- [GOAL]:
Turn the records below into a numbered list, with blank lines omitted and the pictures left out.

>> BEGIN

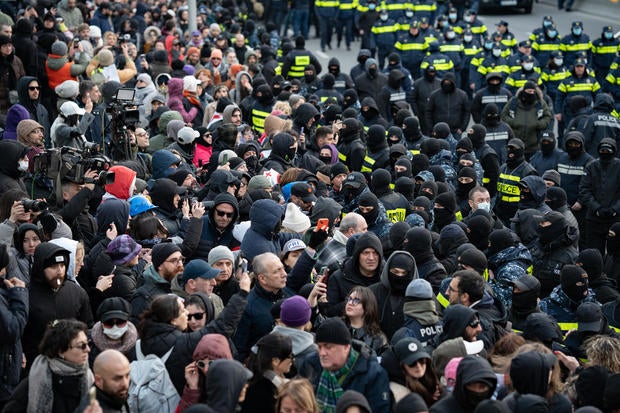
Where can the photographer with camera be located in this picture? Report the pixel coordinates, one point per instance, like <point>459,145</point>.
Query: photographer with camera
<point>71,124</point>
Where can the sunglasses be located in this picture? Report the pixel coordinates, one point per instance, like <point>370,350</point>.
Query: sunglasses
<point>474,324</point>
<point>197,316</point>
<point>221,213</point>
<point>81,346</point>
<point>114,322</point>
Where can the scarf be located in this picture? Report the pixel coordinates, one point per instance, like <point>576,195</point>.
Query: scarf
<point>103,342</point>
<point>40,391</point>
<point>330,389</point>
<point>192,98</point>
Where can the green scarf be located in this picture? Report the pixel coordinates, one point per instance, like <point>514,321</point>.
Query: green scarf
<point>330,389</point>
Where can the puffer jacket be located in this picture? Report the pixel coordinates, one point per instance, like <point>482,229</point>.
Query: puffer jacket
<point>508,265</point>
<point>265,215</point>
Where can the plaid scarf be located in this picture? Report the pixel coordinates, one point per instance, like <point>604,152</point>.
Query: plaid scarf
<point>330,389</point>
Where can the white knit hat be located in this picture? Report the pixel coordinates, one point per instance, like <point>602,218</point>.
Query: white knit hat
<point>295,220</point>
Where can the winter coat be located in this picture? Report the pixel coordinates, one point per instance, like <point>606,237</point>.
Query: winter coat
<point>260,237</point>
<point>69,301</point>
<point>471,369</point>
<point>13,318</point>
<point>342,281</point>
<point>508,265</point>
<point>389,301</point>
<point>158,338</point>
<point>366,377</point>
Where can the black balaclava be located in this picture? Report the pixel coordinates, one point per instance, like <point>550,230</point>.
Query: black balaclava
<point>376,138</point>
<point>547,144</point>
<point>368,199</point>
<point>428,190</point>
<point>394,135</point>
<point>380,182</point>
<point>399,284</point>
<point>403,161</point>
<point>420,162</point>
<point>462,190</point>
<point>553,232</point>
<point>556,197</point>
<point>499,240</point>
<point>418,242</point>
<point>570,277</point>
<point>516,153</point>
<point>613,239</point>
<point>490,114</point>
<point>411,129</point>
<point>476,135</point>
<point>591,261</point>
<point>404,186</point>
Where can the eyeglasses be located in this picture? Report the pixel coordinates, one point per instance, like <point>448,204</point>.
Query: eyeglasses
<point>353,301</point>
<point>474,323</point>
<point>197,316</point>
<point>176,261</point>
<point>114,322</point>
<point>221,213</point>
<point>81,346</point>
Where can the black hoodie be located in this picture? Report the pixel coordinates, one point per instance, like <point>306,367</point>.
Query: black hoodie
<point>48,304</point>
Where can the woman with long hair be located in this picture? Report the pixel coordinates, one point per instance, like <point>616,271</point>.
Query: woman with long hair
<point>419,376</point>
<point>362,317</point>
<point>270,364</point>
<point>59,377</point>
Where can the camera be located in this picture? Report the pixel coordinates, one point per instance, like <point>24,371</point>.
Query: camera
<point>34,205</point>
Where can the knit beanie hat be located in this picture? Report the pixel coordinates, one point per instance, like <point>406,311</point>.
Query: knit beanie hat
<point>161,252</point>
<point>123,249</point>
<point>220,253</point>
<point>59,48</point>
<point>295,311</point>
<point>333,330</point>
<point>213,347</point>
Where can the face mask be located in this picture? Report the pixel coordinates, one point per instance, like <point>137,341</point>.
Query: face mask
<point>115,332</point>
<point>22,166</point>
<point>485,206</point>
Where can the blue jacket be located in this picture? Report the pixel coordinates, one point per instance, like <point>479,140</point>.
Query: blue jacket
<point>261,237</point>
<point>508,265</point>
<point>13,318</point>
<point>366,377</point>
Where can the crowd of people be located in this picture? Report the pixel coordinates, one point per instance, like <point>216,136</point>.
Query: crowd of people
<point>205,221</point>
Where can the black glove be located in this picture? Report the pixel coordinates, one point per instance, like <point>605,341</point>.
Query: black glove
<point>317,237</point>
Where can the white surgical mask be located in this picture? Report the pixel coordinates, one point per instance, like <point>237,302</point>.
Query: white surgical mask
<point>485,206</point>
<point>117,332</point>
<point>22,166</point>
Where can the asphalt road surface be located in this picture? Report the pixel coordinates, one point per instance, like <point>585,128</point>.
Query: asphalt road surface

>> END

- [OUTPUT BELOW]:
1. Where can the photographer with camera be located in this picture? Report the pixel coordinates, one point per instance, like <point>459,145</point>.
2. Query: photographer with camera
3. <point>71,124</point>
4. Where can the sunglasses be located in this picture? Report the pixel coordinates, one point per instance, like <point>370,350</point>.
5. Query: sunglasses
6. <point>474,324</point>
7. <point>197,316</point>
8. <point>221,213</point>
9. <point>81,346</point>
10. <point>114,322</point>
11. Where can the scarf be located in this picture? Report the pixel coordinates, one point per instance, like <point>576,195</point>.
12. Query: scarf
13. <point>103,342</point>
14. <point>40,391</point>
15. <point>330,389</point>
16. <point>192,98</point>
17. Where can the green scarf be located in this picture? Report the pixel coordinates, one point per instance, like <point>514,321</point>.
18. Query: green scarf
19. <point>330,389</point>
20. Where can the puffer jacket be located in this picture? Report the pixel coordinates, one point per instance, like <point>482,229</point>.
21. Query: puffer jacket
22. <point>508,265</point>
23. <point>265,215</point>
24. Where can the plaid scarf be located in this picture? Report the pixel coordinates, one point per instance, like <point>604,152</point>.
25. Query: plaid scarf
26. <point>330,389</point>
27. Where can the white knit hat be located in this picture? Report the pixel coordinates, one point per instance, like <point>602,218</point>.
28. Query: white knit hat
29. <point>295,220</point>
30. Where can the winter coat be located in this picture? Report the pixel coordinates, one point per instance, like <point>606,237</point>.
31. Query: winter coat
32. <point>260,237</point>
33. <point>69,301</point>
34. <point>471,369</point>
35. <point>13,318</point>
36. <point>342,281</point>
37. <point>508,265</point>
38. <point>389,301</point>
39. <point>158,338</point>
40. <point>366,377</point>
41. Where can the black balaclava be located in this picture? Report the pixel coordinates, one point per instance, like <point>550,230</point>.
42. Query: black balaclava
43. <point>376,138</point>
44. <point>547,144</point>
45. <point>368,199</point>
46. <point>428,190</point>
47. <point>394,135</point>
48. <point>380,182</point>
49. <point>399,284</point>
50. <point>403,161</point>
51. <point>420,162</point>
52. <point>462,190</point>
53. <point>553,232</point>
54. <point>556,197</point>
55. <point>499,240</point>
56. <point>418,242</point>
57. <point>570,277</point>
58. <point>516,153</point>
59. <point>613,239</point>
60. <point>490,114</point>
61. <point>411,129</point>
62. <point>476,135</point>
63. <point>591,261</point>
64. <point>404,186</point>
65. Where can the eyeglasses be located in this picture? Report the pixel coordinates, one point per instance, like <point>448,204</point>.
66. Query: eyeglasses
67. <point>353,301</point>
68. <point>474,323</point>
69. <point>197,316</point>
70. <point>176,261</point>
71. <point>114,322</point>
72. <point>221,213</point>
73. <point>81,346</point>
74. Where can the black hoodie be located in this picture? Report the pixel coordinates, one point per instance, like <point>306,367</point>.
75. Query: black hoodie
76. <point>48,304</point>
77. Where can the woman with long hair be located in this picture? Report the pixel coordinates, one point per instance, like <point>616,271</point>.
78. Query: woman with long hair
79. <point>419,376</point>
80. <point>362,317</point>
81. <point>270,364</point>
82. <point>59,377</point>
83. Where can the camera be located in this picture? Report the pixel coordinates, one point per instance, like <point>24,371</point>.
84. Query: camera
85. <point>34,205</point>
86. Where can the knit beanie hat be located in this picture? Report the pixel coordinates, one point per instance, like <point>406,311</point>.
87. Query: knit beanie hat
88. <point>161,252</point>
89. <point>123,249</point>
90. <point>220,253</point>
91. <point>59,48</point>
92. <point>295,311</point>
93. <point>333,330</point>
94. <point>213,347</point>
95. Where can the face mask be located in this picture? Report the pixel coordinates, one point per instance, like <point>137,341</point>.
96. Query: face mask
97. <point>115,332</point>
98. <point>22,166</point>
99. <point>485,206</point>
100. Where can the blue jacket be located in this picture? Report the pixel coordinates, one point per instance, like <point>479,140</point>.
101. Query: blue jacket
102. <point>261,237</point>
103. <point>508,265</point>
104. <point>13,318</point>
105. <point>366,377</point>
106. Where can the crowd of people be located in this picture? Report the pixel coordinates, one point per instance, like <point>216,136</point>.
107. Query: crowd of people
108. <point>205,221</point>
109. Where can the black glove be located in this picture? Report the pixel coordinates, one point per instance, like <point>605,341</point>.
110. Query: black glove
111. <point>317,237</point>
112. Where can the white surgical mask be located in this picture? Report the pixel coordinates, one point per instance, like <point>237,302</point>.
113. Query: white surgical mask
114. <point>485,206</point>
115. <point>117,332</point>
116. <point>22,166</point>
117. Where can the asphalt road surface be located in this picture? Report the pixel coordinates, one point per instance, like <point>585,128</point>.
118. Query: asphalt road surface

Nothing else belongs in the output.